* Exercise details *
Write down each entry again, exactly as it reads.

══ Data listing

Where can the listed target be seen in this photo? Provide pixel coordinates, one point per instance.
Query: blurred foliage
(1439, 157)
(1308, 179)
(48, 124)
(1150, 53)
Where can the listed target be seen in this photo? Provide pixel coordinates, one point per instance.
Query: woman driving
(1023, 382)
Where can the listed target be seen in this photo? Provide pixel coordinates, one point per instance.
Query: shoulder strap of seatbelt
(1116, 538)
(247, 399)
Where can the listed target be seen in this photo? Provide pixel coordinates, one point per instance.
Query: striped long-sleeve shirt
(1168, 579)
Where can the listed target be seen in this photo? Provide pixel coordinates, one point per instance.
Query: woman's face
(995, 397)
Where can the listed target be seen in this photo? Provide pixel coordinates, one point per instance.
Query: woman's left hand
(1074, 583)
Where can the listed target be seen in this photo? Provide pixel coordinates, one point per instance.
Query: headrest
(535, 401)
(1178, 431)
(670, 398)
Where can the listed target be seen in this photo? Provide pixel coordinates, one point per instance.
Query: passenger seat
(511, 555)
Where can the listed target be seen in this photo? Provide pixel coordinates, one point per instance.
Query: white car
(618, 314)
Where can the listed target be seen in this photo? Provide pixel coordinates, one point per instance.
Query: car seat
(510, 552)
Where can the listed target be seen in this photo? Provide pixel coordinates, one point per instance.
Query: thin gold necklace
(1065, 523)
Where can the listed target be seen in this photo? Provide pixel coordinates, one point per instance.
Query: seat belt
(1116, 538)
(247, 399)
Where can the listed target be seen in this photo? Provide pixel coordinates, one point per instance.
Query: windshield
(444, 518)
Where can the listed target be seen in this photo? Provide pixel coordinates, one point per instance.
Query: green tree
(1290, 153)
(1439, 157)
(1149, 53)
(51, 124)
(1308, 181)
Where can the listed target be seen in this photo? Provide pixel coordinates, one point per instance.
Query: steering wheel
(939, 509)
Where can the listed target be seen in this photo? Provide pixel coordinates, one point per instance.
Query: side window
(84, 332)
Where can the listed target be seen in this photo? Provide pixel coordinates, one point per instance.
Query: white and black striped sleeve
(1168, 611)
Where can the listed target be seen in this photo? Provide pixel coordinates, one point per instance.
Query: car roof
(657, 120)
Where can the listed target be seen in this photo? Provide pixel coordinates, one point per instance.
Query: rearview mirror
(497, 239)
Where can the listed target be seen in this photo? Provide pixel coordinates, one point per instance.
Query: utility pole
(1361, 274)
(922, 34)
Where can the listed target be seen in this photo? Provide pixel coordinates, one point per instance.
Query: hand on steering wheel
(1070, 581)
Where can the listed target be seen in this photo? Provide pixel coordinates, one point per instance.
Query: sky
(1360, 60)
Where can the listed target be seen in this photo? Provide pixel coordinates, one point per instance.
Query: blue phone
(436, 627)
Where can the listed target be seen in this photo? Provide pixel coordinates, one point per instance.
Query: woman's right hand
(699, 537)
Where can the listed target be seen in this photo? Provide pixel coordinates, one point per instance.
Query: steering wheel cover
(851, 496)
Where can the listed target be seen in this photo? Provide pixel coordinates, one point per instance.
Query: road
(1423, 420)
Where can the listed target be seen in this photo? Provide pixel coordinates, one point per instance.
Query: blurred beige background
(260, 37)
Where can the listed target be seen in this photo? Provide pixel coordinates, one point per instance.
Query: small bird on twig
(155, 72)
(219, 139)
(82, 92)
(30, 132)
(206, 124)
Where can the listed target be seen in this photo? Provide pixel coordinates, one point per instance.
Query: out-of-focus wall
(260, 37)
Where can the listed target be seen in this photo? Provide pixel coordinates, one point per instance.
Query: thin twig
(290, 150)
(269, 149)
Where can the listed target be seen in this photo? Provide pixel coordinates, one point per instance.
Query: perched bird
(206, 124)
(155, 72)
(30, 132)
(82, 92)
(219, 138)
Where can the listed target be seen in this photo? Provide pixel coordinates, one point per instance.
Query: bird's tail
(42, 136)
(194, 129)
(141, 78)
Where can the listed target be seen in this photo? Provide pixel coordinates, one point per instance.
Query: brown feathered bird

════

* Exercise solution *
Where can the listed target be seen in this photo? Provide pixel coordinates, one point per instance.
Query: blurred foliage
(1439, 157)
(1308, 179)
(48, 124)
(1150, 53)
Where can the listed target be seen in this photo? Provide pixel coordinates, one point per instance.
Query: woman driving
(1023, 382)
Where can the listed target be seen in this photo? Provide pixel coordinates, one point per instance.
Query: shoulder strap of seatbelt
(1116, 538)
(247, 399)
Where can the listed target be seen in this photo? Provide pixel coordinates, one point per instance.
Query: striped long-sleeve shirt
(1168, 579)
Where can the listed target be seen in this photo? Provide pixel coordinates, one point per instance.
Query: woman's face
(995, 397)
Where can the listed target be seen in this photo? Provide pixel coordinates, one point per instance.
Query: woman's left hand
(1074, 583)
Where can the listed target be seen in this photo? Provide pixel coordinates, one point per instance.
Query: headrest
(535, 401)
(1178, 431)
(670, 398)
Where can the listed target be seen in this photo? Provide pixel coordinates, one point per instance.
Query: passenger seat
(511, 555)
Where can the listed target be seen in this photo? Provide pixel coordinates, one point per instance.
Query: white car
(618, 314)
Where can the listed target be seen in this photo? Provide pixel coordinates, one point per instance.
Query: car seat
(510, 552)
Where can the listed target be seen in this photo? Provide pixel coordinates, one point per instance.
Query: thin gold necklace
(1065, 523)
Where can the listed target be seen in this photo? Provide pixel coordinates, one point per instance.
Query: seat belt
(1116, 538)
(247, 399)
Where can the listed target be seen in this photo? Provide pixel coordinates, one point per instance.
Query: windshield
(444, 518)
Where can the listed target be seen in this photo? Provide pixel coordinates, one point per instance.
Query: green tree
(1290, 153)
(1439, 157)
(1149, 53)
(51, 124)
(1308, 181)
Where can the listed target be seen in this photo? Provide pixel coordinates, one point per instance.
Query: steering wheel
(939, 509)
Where can the listed target be seen in this photo? Provide pixel coordinates, one point per instance.
Query: side window
(84, 332)
Where can the listed target be seen in this photo? Provide pixel coordinates, one point per instance.
Query: white and black striped sleeve
(1168, 611)
Where can the listed target be seen in this photo? Provide pixel coordinates, one point per instance.
Query: car roof
(657, 120)
Where can the listed target be seen in this photo? Provide pixel coordinates, one point per instance.
Query: rearview mirror
(497, 239)
Where can the listed target be seen in this photo? Provide pixel coordinates, one point per instance.
Query: utility pole
(1361, 274)
(922, 34)
Where can the listed target be seen in this photo? Provide pixel coordinates, one point per instance.
Query: hand on steering wheel
(1070, 581)
Where can the listed target be seen in this photo? Provide pixel coordinates, one point per instance.
Query: sky
(1360, 60)
Where can the listed target be seen in this photo? Provide pixel coordinates, one point per instance.
Query: blue phone
(436, 627)
Where can the listed target be seen in this photo? Provide pixel coordinates, one point per instance.
Query: woman's right hand
(699, 537)
Where can the listed target be seen in this photo? Provide pixel coordinates, one point per instance.
Query: steering wheel cover
(851, 496)
Where can the listed target be seen in this photo? Provide pixel coordinates, one point per instance.
Query: road
(1423, 420)
Where can the listed target be seen in this photo? Provide pixel coordinates, one point per instance.
Query: blurred beige background
(260, 37)
Where can the listed target be seen in this photo? Provide pixel coordinates, one point per instance.
Query: small bird on twig
(155, 72)
(219, 139)
(82, 92)
(30, 132)
(206, 124)
Where can the listed target be seen in this photo? Provide pixel coordinates, one point per instance.
Query: out-of-focus wall
(260, 37)
Where can the listed target be seen in this photo? Provide pixel coordinates, one point per instance.
Query: thin twig
(290, 150)
(269, 149)
Where can the listed target be seen in this photo? Provide pixel coordinates, one point per instance.
Query: perched bird
(206, 124)
(155, 72)
(30, 132)
(82, 92)
(219, 138)
Where can the listed target be seen in this photo? Provide pixel coordinates, one point per instance.
Query: bird's tail
(42, 136)
(194, 129)
(141, 78)
Where can the listed target be seen in this photo? Provide pixel coordinates, one point per instance.
Query: brown feathered bird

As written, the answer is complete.